**PASSAGE SHOWN**
I actually just picked up a Delta jointer off of craigslist and I'm looking for a planer but I was totally under the impression that if I bought S2S lumber I wouldn't have to do all of this.

Any comments of suggestions are welcome. Thanks in advance!


----------



## pintodeluxe (Sep 12, 2010)

Imagine going to a home center and buying S4S lumber. Ready for projects, right? Not really. S4S or any finish milled lumber that sits in a store will likely have some warping or cupping.

The good news is rough lumber is cheaper, and when milled correctly will yield flat stable lumber. This makes any project more enjoyable. You are on the right track getting a jointer and planer.

Quartersawn lumber is more stable than flatsawn lumber. Some species are more prone to warping (cherry comes to mind). Also, the thicker the lumber, the less likely it is to warp. For example I buy 5/4 rough lumber whenever I can. It is easier to get long, straight boards from 5/4 than from 4/4 stock.


----------



## intelligen (Dec 28, 2009)

When you bought the S4S lumber, did you also let it acclimate for a couple months before using it?

Unfortunately wood does move with changes in humidity, so anything that may have been flat and straight at one time will usually warp if you let it acclimate. If you buy quartersawn lumber, it won't warp as much. At least if you stick with this for a while, you'll eventually save money buying rough sawn or S2S over buying S4S from the home center.


----------



## bbasiaga (Dec 8, 2012)

Usually, the S2S lumber has one face flattened, and an adjacent edge jointed 90 degrees to it. S3S (which I've never seen) would have the other face planed. S4S like at HD, Lowes and Menards, has all 4 sides worked on.

So on S2S, at a minium you need to plane flat the other side (if the wood has not cupped or warped since its initial milling), and rip the rough edge to your final width. In my experience, it still needs to be jointed, then planed.

-Brian


----------



## siki (May 11, 2015)

Thank you so much for all of your quick responses! So it looks like my suspicion was correct: there's really no way around getting a jointer and a planer. It just makes starting up with woodworking so expensive…even if I buy most of my stuff used.


----------



## gfadvm (Jan 13, 2011)

The planer will pay for itself quicker than any tool in your shop! You can joint boards with a planer and a simple sled. I bought the planer first and the jointer later as money allowed. Then I bought a bigger planer and a sawmill….......there is no end!


----------



## BroncoBrian (Jan 14, 2013)

I don't think you should expect any of the wood you buy to be jointed and planed. It will always have some wapr or cupping to it. Here is a good overview:

http://www.thewoodwhisperer.com/articles/s2s-and-s4s-what-gives/

I agree with him, buy rougher cheaper stuff and you can make your own thickness.


----------



## OSU55 (Dec 14, 2012)

Get a planar first, and use a sled to face joint one side. You know how to joint edges with a hand plane (book end the pieces to be glued and they don't have to be 90°). You may find a jointer unnecessary - I don't need one. You will pay for the machines fairly quickly when saving $3-$6/board ft.


----------



## siki (May 11, 2015)

Thanks again for all your suggestions! As I said, I actually have a jointer now. I just got a 6" Delta jointer in basically barely used condition off of Craigslist for $150. Just finished cleaning off the rust and it's looking brand new - I just have to adjust it now. Next is a planer and I'm hoping to get a good deal on a used one.


----------



## Purrmaster (Sep 1, 2012)

S2S or S4S lumber is never really dead on square/flat. It might have been at one time but it's going to move on you at some point.

Definitely get a planer. Your life will be so much easier with a planer. Lunchbox (table top) planers like mine are pretty much idiot proof too (a valuable feature for yours truly). You feed the wood in and catch it on the other end.

If you get a used planer you will almost certainly have to replace and/or sharpen the knives. If it's a small DeWalt or Ridgid planer the knives are disposable and you can pick up a new set.


----------

**ENTRIES PROVIDED**
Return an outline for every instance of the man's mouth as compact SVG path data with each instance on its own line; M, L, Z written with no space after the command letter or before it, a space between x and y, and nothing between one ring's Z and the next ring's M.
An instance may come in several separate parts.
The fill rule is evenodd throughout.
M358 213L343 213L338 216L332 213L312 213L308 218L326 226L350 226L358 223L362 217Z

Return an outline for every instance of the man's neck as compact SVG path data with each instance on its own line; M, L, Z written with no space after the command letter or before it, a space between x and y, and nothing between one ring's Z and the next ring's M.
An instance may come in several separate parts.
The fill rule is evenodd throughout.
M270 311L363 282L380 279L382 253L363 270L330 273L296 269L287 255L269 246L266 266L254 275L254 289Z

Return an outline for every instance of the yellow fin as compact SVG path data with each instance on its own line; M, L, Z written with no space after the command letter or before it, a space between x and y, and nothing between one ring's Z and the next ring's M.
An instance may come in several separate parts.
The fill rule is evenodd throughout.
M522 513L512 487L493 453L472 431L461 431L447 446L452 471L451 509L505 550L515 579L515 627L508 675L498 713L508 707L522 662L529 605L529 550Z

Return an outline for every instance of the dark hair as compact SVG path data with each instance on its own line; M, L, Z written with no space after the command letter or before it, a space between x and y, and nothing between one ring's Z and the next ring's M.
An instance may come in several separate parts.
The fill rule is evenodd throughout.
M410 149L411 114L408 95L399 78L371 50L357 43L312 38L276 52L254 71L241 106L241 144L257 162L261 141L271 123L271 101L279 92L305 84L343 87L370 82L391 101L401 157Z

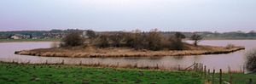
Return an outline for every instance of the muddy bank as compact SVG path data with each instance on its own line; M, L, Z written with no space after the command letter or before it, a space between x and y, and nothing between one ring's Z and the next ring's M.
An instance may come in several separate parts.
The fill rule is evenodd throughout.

==

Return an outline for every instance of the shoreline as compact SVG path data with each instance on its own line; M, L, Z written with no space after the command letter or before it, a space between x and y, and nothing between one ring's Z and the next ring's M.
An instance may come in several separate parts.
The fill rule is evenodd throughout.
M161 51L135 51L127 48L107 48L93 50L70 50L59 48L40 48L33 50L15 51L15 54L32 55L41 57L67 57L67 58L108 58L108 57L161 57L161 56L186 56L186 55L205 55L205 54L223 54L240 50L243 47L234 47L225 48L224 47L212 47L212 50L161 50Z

**INSTRUCTION**
In the woodworking thread, how much was paid for the 6" Delta jointer bought on Craigslist? The material has no role in this exercise.

**TASK RESPONSE**
$150.